- PROBLEM DESCRIPTION -
Your task is to show every line in the listing below that includes "glass".

- INPUT RECORDS -
- - -

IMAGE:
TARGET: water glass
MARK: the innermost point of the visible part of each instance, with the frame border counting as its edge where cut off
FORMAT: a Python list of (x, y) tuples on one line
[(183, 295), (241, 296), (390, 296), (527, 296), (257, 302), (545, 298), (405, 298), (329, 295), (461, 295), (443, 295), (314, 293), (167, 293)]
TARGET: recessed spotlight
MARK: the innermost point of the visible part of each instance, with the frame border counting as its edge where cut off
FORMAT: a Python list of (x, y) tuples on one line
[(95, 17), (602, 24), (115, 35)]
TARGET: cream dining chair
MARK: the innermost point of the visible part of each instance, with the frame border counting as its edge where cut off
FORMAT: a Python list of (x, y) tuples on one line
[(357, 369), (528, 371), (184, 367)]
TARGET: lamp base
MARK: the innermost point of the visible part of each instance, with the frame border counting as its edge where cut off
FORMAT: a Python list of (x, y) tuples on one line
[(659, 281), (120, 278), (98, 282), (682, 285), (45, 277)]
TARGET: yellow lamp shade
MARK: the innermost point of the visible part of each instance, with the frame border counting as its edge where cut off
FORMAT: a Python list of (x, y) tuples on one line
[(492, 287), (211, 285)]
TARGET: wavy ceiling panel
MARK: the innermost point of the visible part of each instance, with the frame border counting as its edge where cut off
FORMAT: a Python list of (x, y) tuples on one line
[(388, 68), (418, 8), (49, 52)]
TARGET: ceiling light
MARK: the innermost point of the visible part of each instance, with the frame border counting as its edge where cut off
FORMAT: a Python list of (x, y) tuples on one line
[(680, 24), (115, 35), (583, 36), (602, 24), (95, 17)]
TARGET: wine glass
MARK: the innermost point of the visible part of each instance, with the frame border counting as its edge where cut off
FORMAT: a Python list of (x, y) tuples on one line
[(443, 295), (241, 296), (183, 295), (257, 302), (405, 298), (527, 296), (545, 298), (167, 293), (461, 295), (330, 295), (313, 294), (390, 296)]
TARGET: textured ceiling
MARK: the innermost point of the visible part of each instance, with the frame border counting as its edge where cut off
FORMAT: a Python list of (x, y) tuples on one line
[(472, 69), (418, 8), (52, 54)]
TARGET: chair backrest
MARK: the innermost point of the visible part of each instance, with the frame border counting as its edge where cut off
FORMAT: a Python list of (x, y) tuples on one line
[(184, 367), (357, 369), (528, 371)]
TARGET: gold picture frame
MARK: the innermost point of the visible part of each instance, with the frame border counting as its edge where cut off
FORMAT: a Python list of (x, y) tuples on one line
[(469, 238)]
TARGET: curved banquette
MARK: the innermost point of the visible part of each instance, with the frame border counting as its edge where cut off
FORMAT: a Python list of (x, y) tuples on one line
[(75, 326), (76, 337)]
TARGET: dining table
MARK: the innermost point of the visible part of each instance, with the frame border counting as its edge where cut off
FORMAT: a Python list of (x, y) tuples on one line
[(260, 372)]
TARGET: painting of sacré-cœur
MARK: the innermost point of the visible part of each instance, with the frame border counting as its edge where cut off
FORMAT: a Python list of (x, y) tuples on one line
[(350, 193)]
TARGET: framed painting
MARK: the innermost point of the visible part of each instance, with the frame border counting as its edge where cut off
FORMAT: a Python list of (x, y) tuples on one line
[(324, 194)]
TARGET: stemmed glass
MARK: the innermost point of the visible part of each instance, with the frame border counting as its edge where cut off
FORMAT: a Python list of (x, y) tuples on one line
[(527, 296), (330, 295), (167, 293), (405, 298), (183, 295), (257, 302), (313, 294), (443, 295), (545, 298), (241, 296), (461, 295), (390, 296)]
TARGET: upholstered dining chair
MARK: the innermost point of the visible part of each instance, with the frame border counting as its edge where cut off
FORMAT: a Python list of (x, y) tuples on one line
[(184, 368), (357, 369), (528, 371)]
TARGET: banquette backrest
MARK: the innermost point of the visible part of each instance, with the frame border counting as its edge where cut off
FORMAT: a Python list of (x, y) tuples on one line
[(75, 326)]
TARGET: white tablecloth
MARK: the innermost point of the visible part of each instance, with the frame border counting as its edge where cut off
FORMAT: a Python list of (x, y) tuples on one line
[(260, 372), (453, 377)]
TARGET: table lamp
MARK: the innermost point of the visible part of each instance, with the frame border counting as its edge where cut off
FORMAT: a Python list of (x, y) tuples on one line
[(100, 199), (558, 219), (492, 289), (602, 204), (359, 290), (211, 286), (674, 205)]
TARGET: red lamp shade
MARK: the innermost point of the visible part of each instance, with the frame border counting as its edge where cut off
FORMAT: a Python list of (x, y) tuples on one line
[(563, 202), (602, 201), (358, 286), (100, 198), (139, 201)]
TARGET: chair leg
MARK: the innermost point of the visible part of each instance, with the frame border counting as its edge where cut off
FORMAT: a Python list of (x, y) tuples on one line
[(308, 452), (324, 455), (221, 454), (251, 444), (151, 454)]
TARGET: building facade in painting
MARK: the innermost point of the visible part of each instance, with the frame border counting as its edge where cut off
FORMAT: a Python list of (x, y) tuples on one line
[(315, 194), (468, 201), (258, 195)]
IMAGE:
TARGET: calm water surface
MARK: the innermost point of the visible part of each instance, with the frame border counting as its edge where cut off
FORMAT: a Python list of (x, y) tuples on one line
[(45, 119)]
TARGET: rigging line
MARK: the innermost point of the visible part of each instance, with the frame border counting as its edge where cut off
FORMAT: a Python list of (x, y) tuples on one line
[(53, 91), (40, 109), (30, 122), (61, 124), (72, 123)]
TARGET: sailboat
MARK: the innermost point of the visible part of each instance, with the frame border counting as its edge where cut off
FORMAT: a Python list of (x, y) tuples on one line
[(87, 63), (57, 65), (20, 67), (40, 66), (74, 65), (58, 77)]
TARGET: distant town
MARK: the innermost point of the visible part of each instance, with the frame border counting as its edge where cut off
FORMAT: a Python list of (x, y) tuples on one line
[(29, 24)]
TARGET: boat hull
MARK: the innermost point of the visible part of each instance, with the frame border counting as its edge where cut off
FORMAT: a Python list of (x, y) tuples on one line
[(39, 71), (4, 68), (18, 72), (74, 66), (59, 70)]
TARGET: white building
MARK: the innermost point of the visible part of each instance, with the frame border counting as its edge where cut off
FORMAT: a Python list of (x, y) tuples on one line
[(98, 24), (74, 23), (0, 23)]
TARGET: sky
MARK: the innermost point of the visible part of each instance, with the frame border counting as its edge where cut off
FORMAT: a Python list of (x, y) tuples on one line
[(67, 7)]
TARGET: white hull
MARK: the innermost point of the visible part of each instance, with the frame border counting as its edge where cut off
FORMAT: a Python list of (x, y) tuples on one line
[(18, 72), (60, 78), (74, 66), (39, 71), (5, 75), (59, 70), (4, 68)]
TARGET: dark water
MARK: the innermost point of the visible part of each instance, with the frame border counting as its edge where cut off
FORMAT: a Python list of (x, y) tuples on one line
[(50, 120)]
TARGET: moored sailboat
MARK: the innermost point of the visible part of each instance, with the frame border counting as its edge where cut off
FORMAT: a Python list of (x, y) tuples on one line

- - -

- ANSWER TO THIS PROBLEM -
TARGET: water glass
TARGET: wine glass
TARGET: stemmed glass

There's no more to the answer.